## start Records shown

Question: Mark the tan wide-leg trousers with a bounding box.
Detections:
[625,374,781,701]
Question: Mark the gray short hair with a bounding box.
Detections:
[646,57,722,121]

## end Records shown

_Short task_
Reproduce everything from the line containing "Question: Mark the gray" down to the end of the items, substituting "cropped hair" for "short hair" and leaving all else unchanged.

_In response_
Question: Mark the gray cropped hair with a bounding box.
Detections:
[646,57,722,121]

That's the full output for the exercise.